-- Data for this task --
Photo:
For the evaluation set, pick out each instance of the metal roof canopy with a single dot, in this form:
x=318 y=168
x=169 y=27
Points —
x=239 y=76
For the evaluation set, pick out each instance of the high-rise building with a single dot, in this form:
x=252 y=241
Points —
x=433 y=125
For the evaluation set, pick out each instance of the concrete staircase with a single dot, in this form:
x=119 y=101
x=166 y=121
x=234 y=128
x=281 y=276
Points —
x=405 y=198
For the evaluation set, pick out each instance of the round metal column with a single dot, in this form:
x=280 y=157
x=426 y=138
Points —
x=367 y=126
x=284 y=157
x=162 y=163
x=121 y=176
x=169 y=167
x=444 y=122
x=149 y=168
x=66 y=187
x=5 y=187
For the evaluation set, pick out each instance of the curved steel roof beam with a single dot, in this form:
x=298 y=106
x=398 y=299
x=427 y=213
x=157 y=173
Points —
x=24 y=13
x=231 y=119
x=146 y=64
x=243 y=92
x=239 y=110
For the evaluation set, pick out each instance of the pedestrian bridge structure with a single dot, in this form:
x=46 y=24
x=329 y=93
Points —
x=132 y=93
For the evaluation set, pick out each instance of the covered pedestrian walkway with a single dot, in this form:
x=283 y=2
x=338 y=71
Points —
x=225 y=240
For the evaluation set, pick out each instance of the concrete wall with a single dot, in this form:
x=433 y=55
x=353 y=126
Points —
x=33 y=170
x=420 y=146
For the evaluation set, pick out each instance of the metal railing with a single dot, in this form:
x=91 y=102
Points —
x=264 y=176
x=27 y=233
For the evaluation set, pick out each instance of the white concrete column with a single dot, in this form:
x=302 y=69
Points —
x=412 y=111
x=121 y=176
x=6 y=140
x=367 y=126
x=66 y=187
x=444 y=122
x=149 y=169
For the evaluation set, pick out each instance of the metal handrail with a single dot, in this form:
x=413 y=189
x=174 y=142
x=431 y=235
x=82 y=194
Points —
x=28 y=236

-- Task details --
Reproduce the stretch from the line containing "For the evaluation set, pick out each instance of the high-rise" through the line containing "x=405 y=198", swapping "concrete staircase" for "stone staircase" and leaving everything else as it is. Give only those lines.

-- Full response --
For the evaluation set, pick out each instance of the high-rise building with a single dot, in this form:
x=252 y=241
Points —
x=433 y=125
For the evaluation set, pick out each instance of the stone staircase with a single dot, in this form:
x=119 y=101
x=166 y=121
x=234 y=128
x=281 y=276
Points —
x=405 y=198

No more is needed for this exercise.